Given instruction: Rewrite the rows below, replacing each "@detect" with "@locate" and keeping everything else unchanged.

Rows:
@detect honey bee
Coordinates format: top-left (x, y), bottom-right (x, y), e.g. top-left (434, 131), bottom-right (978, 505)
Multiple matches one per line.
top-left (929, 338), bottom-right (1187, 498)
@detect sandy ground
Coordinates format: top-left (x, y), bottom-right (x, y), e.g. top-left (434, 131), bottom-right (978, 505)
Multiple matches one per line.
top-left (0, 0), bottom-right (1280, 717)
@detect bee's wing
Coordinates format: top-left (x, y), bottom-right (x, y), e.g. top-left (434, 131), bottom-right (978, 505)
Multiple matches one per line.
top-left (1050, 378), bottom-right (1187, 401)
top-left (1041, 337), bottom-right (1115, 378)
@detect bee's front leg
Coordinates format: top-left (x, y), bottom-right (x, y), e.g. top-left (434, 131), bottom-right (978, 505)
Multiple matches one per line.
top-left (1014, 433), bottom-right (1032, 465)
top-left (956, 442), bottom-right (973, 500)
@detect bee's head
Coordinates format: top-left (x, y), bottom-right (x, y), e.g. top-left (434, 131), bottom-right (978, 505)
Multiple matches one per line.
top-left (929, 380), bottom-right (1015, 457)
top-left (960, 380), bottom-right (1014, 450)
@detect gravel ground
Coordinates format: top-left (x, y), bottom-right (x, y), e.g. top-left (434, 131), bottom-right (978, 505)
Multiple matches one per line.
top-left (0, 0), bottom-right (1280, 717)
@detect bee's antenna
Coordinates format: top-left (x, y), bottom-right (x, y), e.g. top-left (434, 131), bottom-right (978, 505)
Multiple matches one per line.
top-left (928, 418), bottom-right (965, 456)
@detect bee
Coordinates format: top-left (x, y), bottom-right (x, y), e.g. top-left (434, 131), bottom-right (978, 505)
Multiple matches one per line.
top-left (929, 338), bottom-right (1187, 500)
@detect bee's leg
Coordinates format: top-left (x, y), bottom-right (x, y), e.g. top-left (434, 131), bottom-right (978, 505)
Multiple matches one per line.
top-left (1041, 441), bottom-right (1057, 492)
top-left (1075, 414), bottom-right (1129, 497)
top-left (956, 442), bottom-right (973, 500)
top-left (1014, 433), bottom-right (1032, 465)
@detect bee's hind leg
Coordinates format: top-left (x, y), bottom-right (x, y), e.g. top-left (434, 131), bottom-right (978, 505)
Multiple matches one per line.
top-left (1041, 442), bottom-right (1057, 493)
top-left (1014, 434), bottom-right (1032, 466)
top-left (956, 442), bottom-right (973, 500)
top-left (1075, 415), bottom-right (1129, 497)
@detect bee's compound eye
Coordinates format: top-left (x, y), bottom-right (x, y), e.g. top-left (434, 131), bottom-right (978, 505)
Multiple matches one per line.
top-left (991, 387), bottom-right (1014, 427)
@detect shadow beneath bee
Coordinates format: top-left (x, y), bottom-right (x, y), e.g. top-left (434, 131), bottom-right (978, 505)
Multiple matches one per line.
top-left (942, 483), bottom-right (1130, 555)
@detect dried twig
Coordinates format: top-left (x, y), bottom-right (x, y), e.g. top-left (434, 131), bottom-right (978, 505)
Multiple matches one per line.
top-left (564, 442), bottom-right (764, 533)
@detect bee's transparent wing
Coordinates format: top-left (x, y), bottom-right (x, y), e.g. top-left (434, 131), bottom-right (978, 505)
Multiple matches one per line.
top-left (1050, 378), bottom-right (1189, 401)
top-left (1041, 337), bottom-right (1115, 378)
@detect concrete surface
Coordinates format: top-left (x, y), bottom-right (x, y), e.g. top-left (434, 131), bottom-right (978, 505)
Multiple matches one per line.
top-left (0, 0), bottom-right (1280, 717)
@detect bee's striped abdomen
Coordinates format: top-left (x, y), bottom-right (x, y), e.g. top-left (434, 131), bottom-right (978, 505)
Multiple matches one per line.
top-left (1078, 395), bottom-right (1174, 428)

Finished task:
@locate honey bee
Coordinates format: top-left (x, y), bottom-right (x, y), e.g. top-left (434, 131), bottom-right (978, 505)
Multiple matches one per line.
top-left (929, 338), bottom-right (1187, 498)
@locate sandy ground
Coordinates format: top-left (x, y), bottom-right (x, y), e.g. top-left (434, 131), bottom-right (978, 505)
Multiple matches one per line.
top-left (0, 0), bottom-right (1280, 717)
@locate bee's wing
Coordinates format: top-left (x, y), bottom-right (x, y), e.g. top-left (434, 131), bottom-right (978, 505)
Multiple matches one per line.
top-left (1050, 378), bottom-right (1187, 401)
top-left (1041, 337), bottom-right (1115, 378)
@locate bee's front leg
Coordinates format: top-left (x, y), bottom-right (x, y), e.g. top-left (434, 131), bottom-right (978, 505)
Multiple matches one per line.
top-left (1014, 433), bottom-right (1032, 465)
top-left (956, 442), bottom-right (973, 500)
@locate bee's head
Coordinates format: top-left (x, y), bottom-right (x, y), e.g. top-left (434, 131), bottom-right (978, 505)
Multiple matches one per line.
top-left (929, 380), bottom-right (1015, 457)
top-left (960, 380), bottom-right (1014, 450)
@locate gravel ground
Coordinates format: top-left (x, y), bottom-right (x, y), e.g. top-left (434, 131), bottom-right (978, 505)
Multiple matches one per line.
top-left (0, 0), bottom-right (1280, 717)
@locate bee's antenna
Coordinates format: top-left (x, y), bottom-right (x, y), e.g. top-left (434, 131), bottom-right (978, 505)
Multiple matches one per line.
top-left (928, 418), bottom-right (965, 456)
@locate bee
Coordinates format: top-left (x, y), bottom-right (x, y), e.g. top-left (434, 131), bottom-right (978, 505)
Multiple matches one per line.
top-left (929, 338), bottom-right (1187, 500)
@locate bee's leg
Coordinates format: top-left (x, y), bottom-right (x, y), e.g. top-left (434, 131), bottom-right (978, 505)
Multiple matches one per line.
top-left (1041, 441), bottom-right (1057, 492)
top-left (1075, 414), bottom-right (1129, 497)
top-left (956, 442), bottom-right (973, 500)
top-left (1014, 433), bottom-right (1032, 465)
@locate bee's hind leg
Coordinates format: top-left (x, y), bottom-right (x, y), e.g. top-left (434, 131), bottom-right (978, 505)
Multiple matches one per line.
top-left (1041, 442), bottom-right (1057, 493)
top-left (1014, 434), bottom-right (1032, 466)
top-left (956, 442), bottom-right (973, 500)
top-left (1075, 415), bottom-right (1129, 497)
@locate bee's compound eye
Coordinates format: top-left (x, y), bottom-right (x, y), e.g. top-left (434, 131), bottom-right (978, 505)
Multiple matches one per line.
top-left (991, 387), bottom-right (1014, 427)
@locate shadow beneath bee
Coordinates format: top-left (x, y), bottom-right (x, y), e.g. top-left (434, 131), bottom-right (978, 505)
Multiple matches one per line.
top-left (942, 483), bottom-right (1130, 555)
@locate dried twig
Coordinates format: top-left (x, y), bottom-right (x, y), e.g. top-left (434, 131), bottom-right (978, 505)
Multiple matches one per line.
top-left (564, 442), bottom-right (764, 533)
@locate bee's transparent wing
Coordinates format: top-left (x, y), bottom-right (x, y), e.g. top-left (434, 131), bottom-right (978, 505)
Multiple matches one per line.
top-left (1050, 378), bottom-right (1189, 401)
top-left (1041, 337), bottom-right (1115, 378)
@locate concrete surface
Coordinates format: top-left (x, y), bottom-right (x, y), e.g. top-left (434, 131), bottom-right (978, 505)
Multiple matches one per line.
top-left (0, 0), bottom-right (1280, 717)
@locate bee's striped abdomen
Coordinates format: top-left (x, y), bottom-right (x, y), e.g. top-left (434, 131), bottom-right (978, 505)
Multiple matches one per line.
top-left (1078, 395), bottom-right (1174, 428)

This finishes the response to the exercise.